**SELECTED TEXT**
We reject Pharmacists’ claim that negligent statements necessaritly fall within the policy exclusion for defamatory statements which the insured knew or “had reason to believe . . . [were] false.” Courts and commentators routinely employ the phrase “knew or had reason to believe” as a shorthand for a state of mind equivalent to gross or willful misconduct or even actual malice. The exclusion does not apply to defamatory statements made negligently.

For purposes of judicial economy, we also consider the corollary issue, raised and briefed by the parties, as to how—if at all—to allocate the damage award in the event of a finding on remand that some of the defamatory statements were merely negligent and therefore within the policy coverage. As noted, the jury in the Cooper litigation rendered an undifferentiated award of $150,000 for defamation; it did not distinguish between covered and uncovered conduct. It is settled law in Vermont, however, that once an insured has demonstrated coverage under a policy, the burden falls “on the insurer to show that a third party’s claim against the insured is entirely excluded from coverage.” State v. CNA Ins. Cos., 172 Vt. 318, 324, 779 A.2d 662, 667 (2001) (emphasis added).

**INSTRUCTIONS**
1. From the passage on the defamation exclusion, reproduce word for word the portion starting with "We reject Pharmacists’" and going on through "statements made negligently.".
2. Extend the passage on the defamation exclusion, picking up right after its final sentence.

**GIVEN DATA**
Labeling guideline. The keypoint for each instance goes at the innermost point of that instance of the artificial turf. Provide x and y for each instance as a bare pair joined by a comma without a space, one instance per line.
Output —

**TASK RESULTS**
1.
We reject Pharmacists’ claim that negligent statements necessaritly fall within the policy exclusion for defamatory statements which the insured knew or “had reason to believe . . . [were] false.” Courts and commentators routinely employ the phrase “knew or had reason to believe” as a shorthand for a state of mind equivalent to gross or willful misconduct or even actual malice. The exclusion does not apply to defamatory statements made negligently.

2.
Thus, it was, and remains, Pharmacists’ burden to demonstrate that the award was based upon conduct entirely excluded from coverage, or to show how the jury allocated damages as between covered and uncovered conduct. To protect its interests and meet its burden it was incumbent upon Pharmacists to notify the trial court and the parties of the potential apportionment issue and of the need for special interrogatories allocating damages, to seek permission if necessary to attend the charge conference to propose such interrogatories, or even to intervene in the litigation if all else failed. Pharmacists failed to seek an allocated verdict on the defamation award and thus cannot meet its burden to demonstrate that the award was for statements entirely excluded from coverage under the policy. Pharmacists, therefore, would remain responsible for the defamation award in its entirety in the event that any of the statements are ultimately found to fall within the policy coverage.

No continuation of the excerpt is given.